## [ABOUT THIS TASK]
From the line containing "In the photo above, where can the pine" down to the last line of the records below, restate each line word for word and leave out the rest.

## [GIVEN RECORDS]
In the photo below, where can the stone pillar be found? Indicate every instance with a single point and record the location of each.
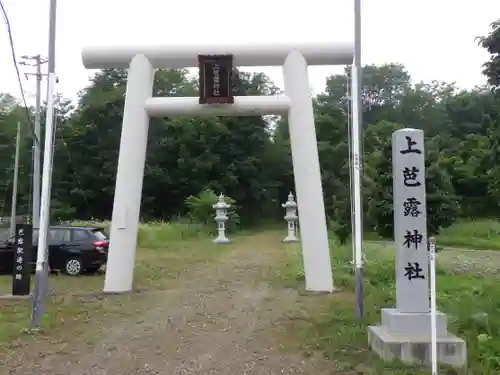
(129, 176)
(405, 333)
(221, 218)
(307, 173)
(291, 218)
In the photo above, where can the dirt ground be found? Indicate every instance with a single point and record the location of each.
(220, 319)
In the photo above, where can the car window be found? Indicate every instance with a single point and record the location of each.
(80, 235)
(99, 235)
(60, 235)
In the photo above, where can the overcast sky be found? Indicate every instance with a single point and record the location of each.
(434, 39)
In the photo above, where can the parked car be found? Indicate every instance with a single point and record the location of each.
(73, 250)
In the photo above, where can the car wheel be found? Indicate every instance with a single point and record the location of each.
(73, 267)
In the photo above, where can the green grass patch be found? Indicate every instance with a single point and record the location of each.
(472, 234)
(330, 327)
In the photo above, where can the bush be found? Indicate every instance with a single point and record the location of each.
(201, 211)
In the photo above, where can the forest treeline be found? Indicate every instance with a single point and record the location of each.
(249, 159)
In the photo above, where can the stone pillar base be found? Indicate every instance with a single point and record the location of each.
(406, 337)
(221, 240)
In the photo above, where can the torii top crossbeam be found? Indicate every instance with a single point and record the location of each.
(186, 56)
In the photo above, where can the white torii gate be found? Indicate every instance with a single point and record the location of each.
(142, 61)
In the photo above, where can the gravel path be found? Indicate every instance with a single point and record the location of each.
(221, 319)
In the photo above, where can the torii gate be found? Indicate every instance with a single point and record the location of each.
(140, 106)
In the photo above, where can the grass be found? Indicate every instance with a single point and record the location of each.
(330, 325)
(164, 252)
(478, 234)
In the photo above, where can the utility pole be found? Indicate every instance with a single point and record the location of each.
(36, 142)
(357, 164)
(14, 184)
(42, 251)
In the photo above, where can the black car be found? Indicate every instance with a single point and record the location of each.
(73, 250)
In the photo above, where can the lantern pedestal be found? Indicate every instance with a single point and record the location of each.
(291, 218)
(221, 218)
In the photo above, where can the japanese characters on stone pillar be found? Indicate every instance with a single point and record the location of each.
(405, 332)
(410, 221)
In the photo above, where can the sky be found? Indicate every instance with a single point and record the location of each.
(434, 39)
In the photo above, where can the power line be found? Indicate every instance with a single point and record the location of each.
(14, 60)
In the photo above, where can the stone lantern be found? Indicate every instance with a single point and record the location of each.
(291, 218)
(221, 218)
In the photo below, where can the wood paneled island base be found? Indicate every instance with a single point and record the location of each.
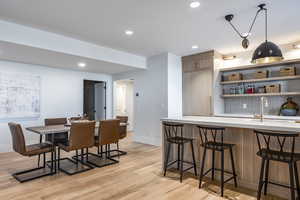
(247, 163)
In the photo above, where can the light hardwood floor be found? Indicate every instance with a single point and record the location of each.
(137, 177)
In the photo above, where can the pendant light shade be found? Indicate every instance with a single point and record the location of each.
(267, 52)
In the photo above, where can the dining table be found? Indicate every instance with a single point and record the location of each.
(57, 129)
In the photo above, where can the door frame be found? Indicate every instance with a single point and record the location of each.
(105, 94)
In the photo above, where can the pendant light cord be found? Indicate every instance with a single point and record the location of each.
(266, 16)
(252, 24)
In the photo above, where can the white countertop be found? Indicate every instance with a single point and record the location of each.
(265, 116)
(267, 124)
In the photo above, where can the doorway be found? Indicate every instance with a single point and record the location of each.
(94, 101)
(124, 100)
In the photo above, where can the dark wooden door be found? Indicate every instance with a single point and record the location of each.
(89, 102)
(89, 99)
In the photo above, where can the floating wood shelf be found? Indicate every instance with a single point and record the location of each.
(261, 95)
(281, 78)
(284, 62)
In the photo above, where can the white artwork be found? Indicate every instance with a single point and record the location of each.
(19, 95)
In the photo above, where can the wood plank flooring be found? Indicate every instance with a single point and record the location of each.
(137, 177)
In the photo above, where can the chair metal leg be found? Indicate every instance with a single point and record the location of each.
(182, 160)
(261, 182)
(81, 156)
(52, 163)
(178, 157)
(213, 165)
(297, 179)
(44, 160)
(58, 158)
(167, 158)
(194, 160)
(202, 167)
(233, 167)
(222, 173)
(39, 158)
(266, 178)
(77, 157)
(292, 185)
(87, 154)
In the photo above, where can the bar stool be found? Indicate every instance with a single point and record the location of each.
(268, 143)
(212, 139)
(174, 136)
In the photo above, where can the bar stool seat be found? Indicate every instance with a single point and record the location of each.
(278, 156)
(179, 140)
(217, 146)
(280, 147)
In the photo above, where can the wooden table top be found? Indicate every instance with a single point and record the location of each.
(44, 130)
(55, 129)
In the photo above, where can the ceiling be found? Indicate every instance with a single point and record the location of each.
(31, 55)
(158, 25)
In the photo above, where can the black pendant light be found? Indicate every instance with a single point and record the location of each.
(266, 52)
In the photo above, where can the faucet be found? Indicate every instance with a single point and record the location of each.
(263, 103)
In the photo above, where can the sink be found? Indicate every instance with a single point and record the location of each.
(270, 120)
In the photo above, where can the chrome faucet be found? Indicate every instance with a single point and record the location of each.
(263, 103)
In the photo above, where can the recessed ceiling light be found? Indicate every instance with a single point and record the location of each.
(297, 46)
(129, 32)
(81, 64)
(195, 47)
(229, 57)
(246, 34)
(194, 4)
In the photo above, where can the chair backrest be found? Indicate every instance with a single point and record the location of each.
(211, 134)
(123, 119)
(172, 129)
(82, 135)
(275, 141)
(109, 131)
(55, 121)
(18, 139)
(123, 128)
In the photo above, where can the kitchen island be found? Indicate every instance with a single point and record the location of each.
(239, 131)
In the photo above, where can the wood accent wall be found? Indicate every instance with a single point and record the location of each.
(198, 62)
(198, 70)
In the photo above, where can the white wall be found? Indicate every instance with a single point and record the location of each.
(32, 37)
(61, 96)
(152, 104)
(174, 86)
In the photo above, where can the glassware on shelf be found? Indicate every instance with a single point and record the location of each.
(289, 108)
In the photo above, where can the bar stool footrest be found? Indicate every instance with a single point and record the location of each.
(99, 161)
(76, 166)
(278, 184)
(18, 175)
(114, 153)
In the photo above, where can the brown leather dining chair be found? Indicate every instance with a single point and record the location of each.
(81, 137)
(20, 147)
(58, 138)
(61, 137)
(108, 134)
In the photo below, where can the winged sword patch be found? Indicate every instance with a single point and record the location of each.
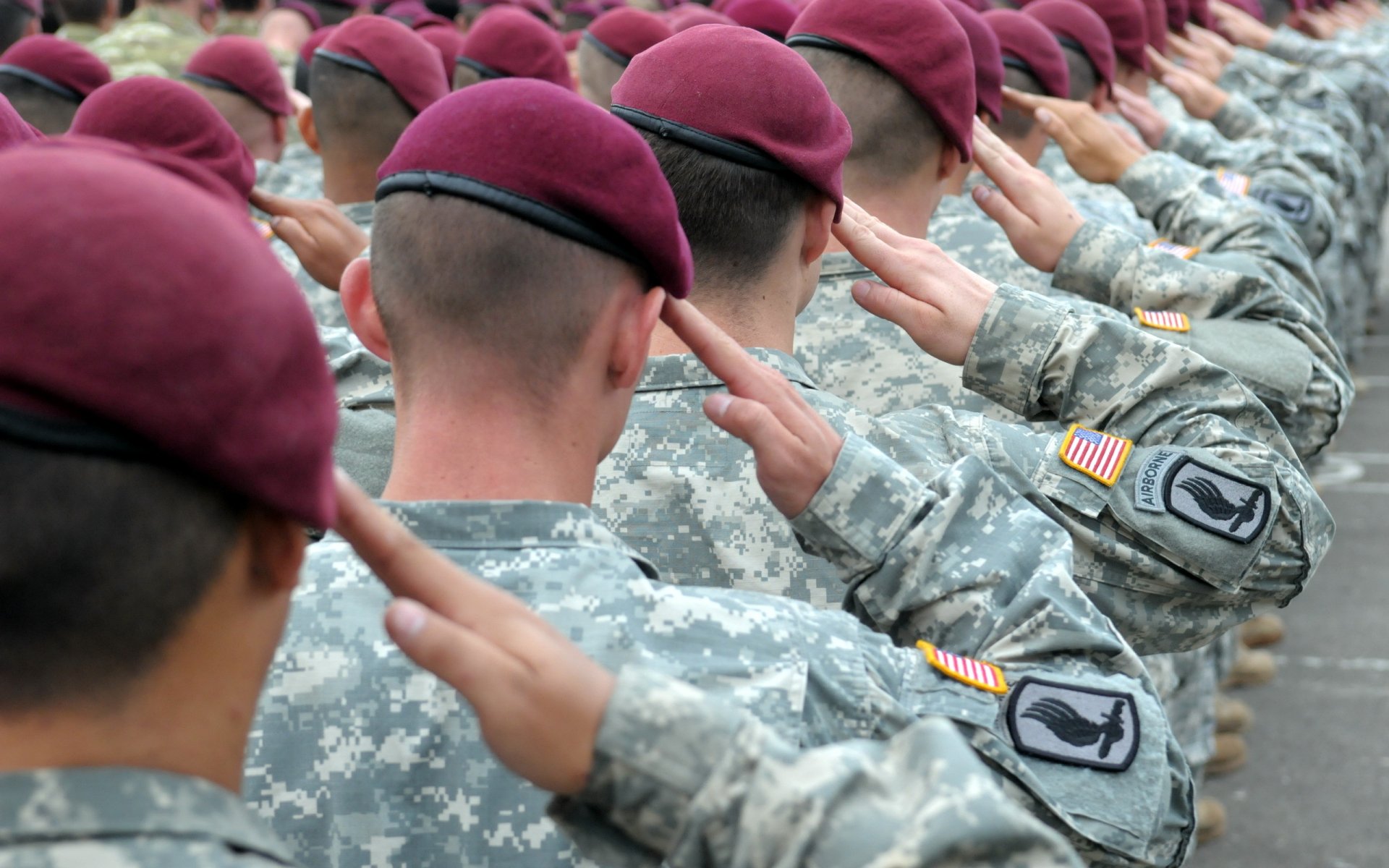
(1074, 726)
(1217, 502)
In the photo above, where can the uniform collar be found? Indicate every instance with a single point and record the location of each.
(687, 371)
(57, 804)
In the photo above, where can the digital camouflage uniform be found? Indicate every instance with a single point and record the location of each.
(359, 759)
(152, 41)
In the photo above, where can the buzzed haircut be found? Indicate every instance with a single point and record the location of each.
(39, 106)
(736, 217)
(448, 271)
(893, 134)
(103, 560)
(1017, 124)
(1085, 80)
(356, 111)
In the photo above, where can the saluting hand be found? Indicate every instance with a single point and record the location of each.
(538, 697)
(937, 300)
(1092, 145)
(794, 446)
(324, 239)
(1035, 214)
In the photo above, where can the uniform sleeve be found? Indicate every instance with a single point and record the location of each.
(682, 781)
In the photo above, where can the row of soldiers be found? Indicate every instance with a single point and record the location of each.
(712, 496)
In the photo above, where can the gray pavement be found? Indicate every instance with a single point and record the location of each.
(1316, 791)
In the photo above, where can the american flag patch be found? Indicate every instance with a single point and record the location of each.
(1095, 453)
(1178, 250)
(1233, 182)
(974, 673)
(1167, 321)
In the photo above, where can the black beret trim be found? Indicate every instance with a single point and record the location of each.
(513, 203)
(352, 63)
(623, 60)
(43, 81)
(484, 69)
(699, 139)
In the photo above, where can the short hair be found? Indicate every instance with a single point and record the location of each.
(39, 106)
(451, 271)
(1085, 80)
(1017, 124)
(356, 111)
(736, 217)
(81, 12)
(14, 20)
(893, 134)
(103, 561)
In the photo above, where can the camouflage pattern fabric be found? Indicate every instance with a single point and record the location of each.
(359, 759)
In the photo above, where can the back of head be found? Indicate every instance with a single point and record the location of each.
(152, 456)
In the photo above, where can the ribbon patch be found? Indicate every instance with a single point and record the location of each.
(1167, 321)
(1095, 453)
(974, 673)
(1217, 502)
(1181, 252)
(1074, 726)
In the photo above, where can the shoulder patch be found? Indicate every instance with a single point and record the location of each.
(1178, 250)
(1074, 726)
(1233, 182)
(1095, 453)
(1167, 321)
(1217, 502)
(974, 673)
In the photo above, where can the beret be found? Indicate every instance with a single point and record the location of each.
(507, 42)
(57, 66)
(1028, 46)
(303, 9)
(241, 66)
(394, 53)
(551, 157)
(771, 17)
(1079, 28)
(167, 116)
(625, 33)
(938, 71)
(197, 349)
(988, 59)
(744, 98)
(1127, 22)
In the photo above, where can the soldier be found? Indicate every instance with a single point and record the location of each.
(46, 78)
(156, 39)
(510, 42)
(546, 330)
(610, 43)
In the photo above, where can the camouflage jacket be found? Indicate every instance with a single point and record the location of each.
(689, 783)
(128, 818)
(152, 41)
(359, 759)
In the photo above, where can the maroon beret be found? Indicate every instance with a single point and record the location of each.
(196, 349)
(507, 42)
(167, 116)
(771, 17)
(551, 157)
(303, 9)
(625, 33)
(1028, 46)
(59, 66)
(988, 59)
(1079, 28)
(241, 66)
(1127, 22)
(938, 71)
(394, 53)
(741, 96)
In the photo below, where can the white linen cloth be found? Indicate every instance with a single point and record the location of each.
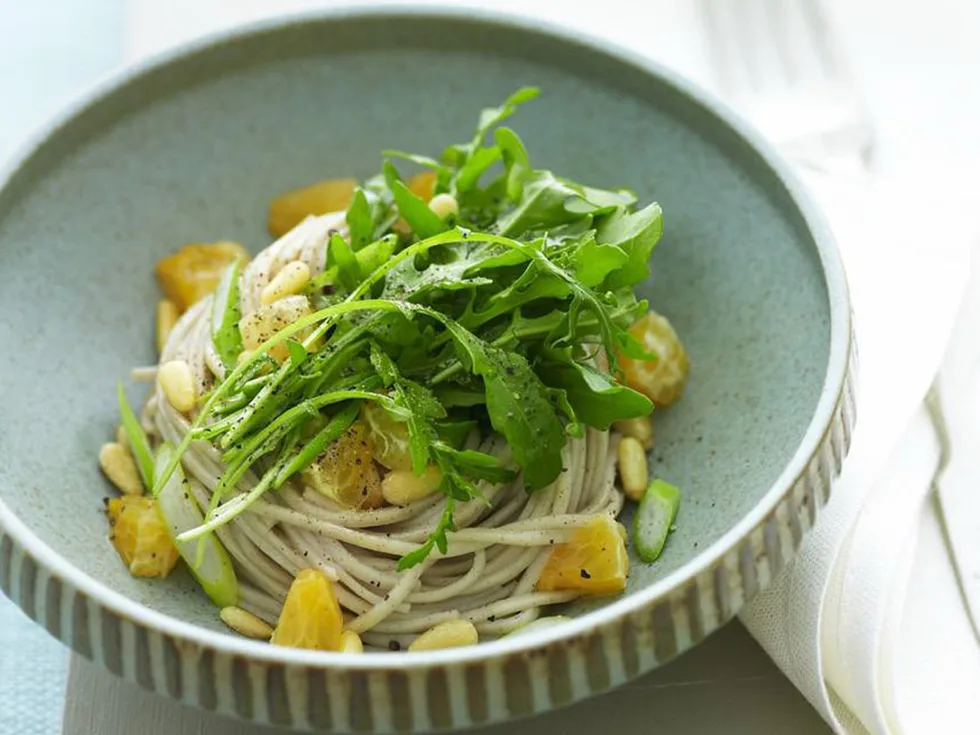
(867, 623)
(873, 647)
(845, 622)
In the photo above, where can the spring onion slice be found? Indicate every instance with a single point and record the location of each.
(138, 442)
(226, 312)
(206, 557)
(654, 517)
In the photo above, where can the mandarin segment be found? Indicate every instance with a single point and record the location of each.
(140, 536)
(661, 378)
(289, 209)
(193, 272)
(311, 616)
(594, 561)
(346, 472)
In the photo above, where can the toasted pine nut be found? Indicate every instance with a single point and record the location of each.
(178, 384)
(120, 467)
(166, 318)
(401, 487)
(265, 321)
(291, 280)
(443, 205)
(451, 634)
(640, 428)
(622, 531)
(632, 467)
(243, 622)
(350, 642)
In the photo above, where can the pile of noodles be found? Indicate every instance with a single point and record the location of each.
(494, 557)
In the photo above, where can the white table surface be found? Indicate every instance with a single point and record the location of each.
(918, 65)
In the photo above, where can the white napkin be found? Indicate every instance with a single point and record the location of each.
(863, 621)
(843, 623)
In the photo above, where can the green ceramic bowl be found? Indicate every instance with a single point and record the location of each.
(192, 146)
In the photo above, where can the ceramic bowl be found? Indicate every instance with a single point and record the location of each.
(192, 145)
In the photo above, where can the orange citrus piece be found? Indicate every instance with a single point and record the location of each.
(311, 616)
(593, 561)
(193, 272)
(289, 209)
(140, 536)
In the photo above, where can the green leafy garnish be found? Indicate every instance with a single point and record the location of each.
(493, 321)
(225, 314)
(138, 442)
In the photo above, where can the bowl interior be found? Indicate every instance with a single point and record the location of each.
(194, 150)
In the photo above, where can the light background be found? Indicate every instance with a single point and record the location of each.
(918, 65)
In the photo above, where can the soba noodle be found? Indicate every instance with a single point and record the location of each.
(494, 558)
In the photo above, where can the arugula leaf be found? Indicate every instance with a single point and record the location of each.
(297, 353)
(518, 404)
(517, 165)
(574, 427)
(475, 465)
(408, 281)
(138, 442)
(545, 202)
(438, 538)
(335, 427)
(596, 398)
(368, 258)
(458, 154)
(360, 220)
(635, 234)
(455, 433)
(477, 164)
(226, 312)
(592, 262)
(419, 403)
(341, 256)
(423, 221)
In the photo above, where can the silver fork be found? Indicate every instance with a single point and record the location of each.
(778, 63)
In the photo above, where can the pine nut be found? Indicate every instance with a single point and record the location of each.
(120, 467)
(263, 323)
(166, 318)
(178, 384)
(444, 205)
(640, 428)
(291, 280)
(243, 622)
(623, 533)
(350, 642)
(632, 467)
(402, 487)
(451, 634)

## [RESPONSE BELOW]
In the photo above, where can the pine nut be found? Indicate every instance with a single point and record the location of each.
(120, 467)
(263, 323)
(166, 318)
(178, 384)
(444, 205)
(640, 428)
(291, 280)
(243, 622)
(623, 533)
(350, 642)
(632, 467)
(402, 487)
(451, 634)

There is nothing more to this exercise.